= LISTED ENTRIES =
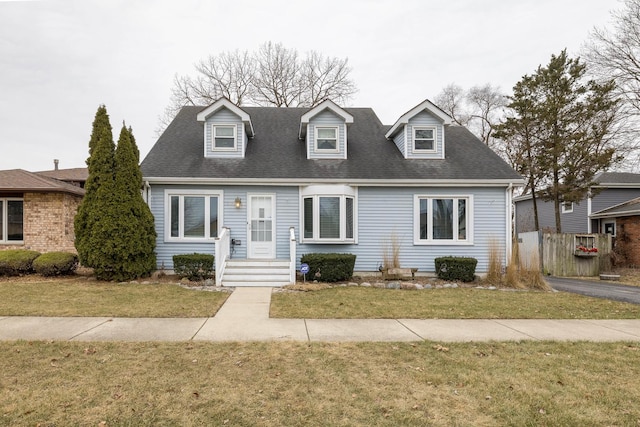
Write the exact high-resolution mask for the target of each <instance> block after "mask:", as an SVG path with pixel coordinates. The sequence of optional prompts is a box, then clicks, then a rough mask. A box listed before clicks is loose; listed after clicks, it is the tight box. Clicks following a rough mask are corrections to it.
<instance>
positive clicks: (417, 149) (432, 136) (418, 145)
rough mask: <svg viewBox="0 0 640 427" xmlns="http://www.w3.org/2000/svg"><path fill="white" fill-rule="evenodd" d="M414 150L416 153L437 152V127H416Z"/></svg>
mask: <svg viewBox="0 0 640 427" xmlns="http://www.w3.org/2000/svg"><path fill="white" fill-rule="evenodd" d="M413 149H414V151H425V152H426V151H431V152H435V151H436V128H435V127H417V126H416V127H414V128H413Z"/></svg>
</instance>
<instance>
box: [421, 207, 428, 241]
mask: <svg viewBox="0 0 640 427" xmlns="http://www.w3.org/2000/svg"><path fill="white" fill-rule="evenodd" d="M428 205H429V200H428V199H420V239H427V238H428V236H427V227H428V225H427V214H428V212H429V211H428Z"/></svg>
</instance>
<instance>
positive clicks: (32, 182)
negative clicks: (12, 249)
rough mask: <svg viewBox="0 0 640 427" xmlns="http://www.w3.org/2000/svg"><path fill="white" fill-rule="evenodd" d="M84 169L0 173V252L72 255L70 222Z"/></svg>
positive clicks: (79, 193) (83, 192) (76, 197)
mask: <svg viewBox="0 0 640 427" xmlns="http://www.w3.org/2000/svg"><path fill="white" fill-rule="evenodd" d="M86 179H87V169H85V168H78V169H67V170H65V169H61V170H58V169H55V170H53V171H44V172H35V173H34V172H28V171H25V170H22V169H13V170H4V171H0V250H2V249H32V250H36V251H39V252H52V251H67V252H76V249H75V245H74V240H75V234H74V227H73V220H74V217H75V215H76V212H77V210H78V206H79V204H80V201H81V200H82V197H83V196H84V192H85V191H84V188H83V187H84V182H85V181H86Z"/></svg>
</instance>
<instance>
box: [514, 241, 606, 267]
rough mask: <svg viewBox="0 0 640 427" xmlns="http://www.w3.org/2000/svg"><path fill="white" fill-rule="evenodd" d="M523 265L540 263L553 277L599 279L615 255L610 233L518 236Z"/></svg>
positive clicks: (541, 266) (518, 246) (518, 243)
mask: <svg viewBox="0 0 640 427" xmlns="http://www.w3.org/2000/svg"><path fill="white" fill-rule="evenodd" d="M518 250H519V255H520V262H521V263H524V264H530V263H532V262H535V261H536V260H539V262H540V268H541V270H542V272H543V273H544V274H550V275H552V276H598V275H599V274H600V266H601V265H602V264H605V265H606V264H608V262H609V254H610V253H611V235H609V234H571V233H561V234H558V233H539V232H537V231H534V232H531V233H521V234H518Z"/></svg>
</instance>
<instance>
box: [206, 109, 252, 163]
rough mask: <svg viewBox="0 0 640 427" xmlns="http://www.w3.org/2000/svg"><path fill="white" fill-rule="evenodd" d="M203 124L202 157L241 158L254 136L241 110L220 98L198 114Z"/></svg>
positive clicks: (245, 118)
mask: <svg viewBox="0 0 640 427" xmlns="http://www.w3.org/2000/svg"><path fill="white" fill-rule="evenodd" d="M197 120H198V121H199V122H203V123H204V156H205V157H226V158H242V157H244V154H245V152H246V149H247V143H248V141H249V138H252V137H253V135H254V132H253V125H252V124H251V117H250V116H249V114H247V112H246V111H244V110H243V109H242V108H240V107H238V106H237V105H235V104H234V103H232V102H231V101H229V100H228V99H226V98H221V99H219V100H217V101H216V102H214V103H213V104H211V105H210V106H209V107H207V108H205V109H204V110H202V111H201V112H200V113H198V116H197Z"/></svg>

= WHAT YOU HAVE TO DO =
Gather every line of the rows above that contains the word "positive", and list those lines in the order they appear.

= PROBLEM SOLUTION =
positive clicks: (417, 149) (432, 136) (418, 145)
positive clicks: (32, 182)
positive clicks: (79, 193) (83, 192) (76, 197)
positive clicks: (541, 266) (518, 246) (518, 243)
positive clicks: (245, 118)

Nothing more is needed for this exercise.